Unlike drugs that inhibit the breakdown of acetylcholine, GPC actually stimulates the manufacture of new acetylcholine.
Promising animal studies suggest that GPC may help prevent memory loss in humans. Compared to controls, aging rats fed GPC lose fewer nerve connections in the hippocampus, the brain region crucial for memory and learning.23-25 The GPC-fed rats were also protected against a decline in nerve pathways utilizing acetylcholine26 and impairment of higher learning and memory capacities.27
GPC may protect and enhance communication between nerves via its effect on nerve growth factor, a naturally occurring substance that regulates acetylcholine receptors. With aging, nerve growth factor receptors typically decrease. GPC promotes the growth, repair, and increased expression of nerve growth factor receptors in the cerebellar cortex, a brain region responsible for coordination and movement control.28
GPC demonstrates its versatility by boosting brain function via several mechanisms. It stimulates release of the neurotransmitter GABA (gamma-aminobutyric acid), making more GABA available to brain cells. Dwindling levels of GABA in the elderly may partly account for early cognitive impairment, contributing to the dementia, mood disorders, and psychoses seen in degenerative brain conditions such as Alzheimer’s and Huntington’s disease.29
Clinical trials have confirmed the benefits of GPC seen in the laboratory studies. In a multicenter study of patients with probable Alzheimer’s disease, GPC improved cognition and was well tolerated.30 In another large, multicenter Italian study of more than 2,000 patients with recent stroke or “mini-stroke” (transient ischemic attack) who received GPC for six months, 71% had normal cognitive function or only mild forgetfulness when the study ended. The authors concluded that the trial confirms GPC’s efficacy in supporting the cognitive recovery of patients with acute stroke or mini-stroke.31
In a well-controlled, multicenter study in Mexico, GPC significantly improved cognitive function in 261 patients with mild-to-moderate Alzheimer’s disease.32 The patients were randomly assigned to receive either 1200 mg of GPC or placebo daily for six months, and both groups were similarly impaired before entering the study.

Supplied data.
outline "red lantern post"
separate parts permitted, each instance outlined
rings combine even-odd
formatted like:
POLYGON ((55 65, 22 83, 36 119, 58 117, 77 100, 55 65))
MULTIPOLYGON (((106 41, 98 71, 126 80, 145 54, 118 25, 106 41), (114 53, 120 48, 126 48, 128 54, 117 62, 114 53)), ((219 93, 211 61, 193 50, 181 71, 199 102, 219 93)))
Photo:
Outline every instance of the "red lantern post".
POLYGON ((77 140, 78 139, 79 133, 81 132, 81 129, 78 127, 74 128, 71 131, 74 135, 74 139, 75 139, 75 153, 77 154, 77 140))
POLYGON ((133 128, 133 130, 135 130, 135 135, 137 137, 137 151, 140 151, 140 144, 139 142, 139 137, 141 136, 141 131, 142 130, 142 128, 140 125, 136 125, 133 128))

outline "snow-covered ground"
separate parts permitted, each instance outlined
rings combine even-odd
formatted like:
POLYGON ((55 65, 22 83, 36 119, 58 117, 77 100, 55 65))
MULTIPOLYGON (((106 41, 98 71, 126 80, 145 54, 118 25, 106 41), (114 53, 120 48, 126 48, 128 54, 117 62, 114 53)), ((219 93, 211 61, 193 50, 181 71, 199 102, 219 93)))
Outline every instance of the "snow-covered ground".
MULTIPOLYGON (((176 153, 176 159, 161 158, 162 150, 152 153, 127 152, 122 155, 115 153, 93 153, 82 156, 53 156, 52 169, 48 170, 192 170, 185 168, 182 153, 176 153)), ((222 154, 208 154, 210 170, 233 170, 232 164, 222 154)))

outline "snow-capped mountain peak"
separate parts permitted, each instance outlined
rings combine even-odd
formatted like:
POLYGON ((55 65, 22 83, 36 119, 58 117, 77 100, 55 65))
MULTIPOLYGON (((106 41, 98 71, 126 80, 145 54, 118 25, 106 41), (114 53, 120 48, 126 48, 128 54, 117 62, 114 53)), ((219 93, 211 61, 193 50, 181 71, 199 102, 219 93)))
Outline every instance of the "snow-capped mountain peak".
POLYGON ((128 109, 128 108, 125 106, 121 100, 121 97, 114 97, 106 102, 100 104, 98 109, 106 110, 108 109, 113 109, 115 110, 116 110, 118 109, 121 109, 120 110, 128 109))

Required work.
a: According to the passage on GPC and brain function, how might GPC protect and enhance communication between nerves? Answer in one to three sentences.
b: Carry on the passage on GPC and brain function, starting after its final sentence.
The listing has no connection to the passage on GPC and brain function.

Responses for each task.
a: GPC acts on nerve growth factor, a naturally occurring substance that regulates acetylcholine receptors. Nerve growth factor receptors typically decrease with aging. GPC promotes the growth, repair, and increased expression of these receptors in the cerebellar cortex.

b:
On several standardized psychological tests of cognitive function, patients who received GPC scored better than those who received placebo. A measure of cognitive function substantially improved in the GPC group, but worsened in the placebo group. Compared to placebo, the GPC group also fared better in behavioral improvement and standardized physician ratings. The study findings support GPC’s efficacy in treating the cognitive symptoms of dementia disorders such as Alzheimer’s.32
What makes these results particularly encouraging is that they resemble those obtained through the use of Alzheimer’s drugs such as Aricept® and Exelon®. Unlike those drugs, however, GPC is easy to tolerate, with fewer side effects.32
In a review of 13 published clinical trials involving 4,054 patients with age-related memory loss or vascular dementia caused by stroke or mini-stroke (transient ischemic attack), scientists concluded that GPC produced consistent improvements in memory and attention, and significantly improved patients’ clinical condition, even when tested in a variety of experimental settings.6
The scientists also noted that GPC effectively relieved the cognitive symptoms of chronic cerebral deterioration. Furthermore, patients using GPC demonstrated clinical results that were equivalent or superior to control groups under active pharmaceutical treatment. The researchers hope to conduct further studies to examine GPC’s role in supporting the recovery of patients who have suffered a stroke.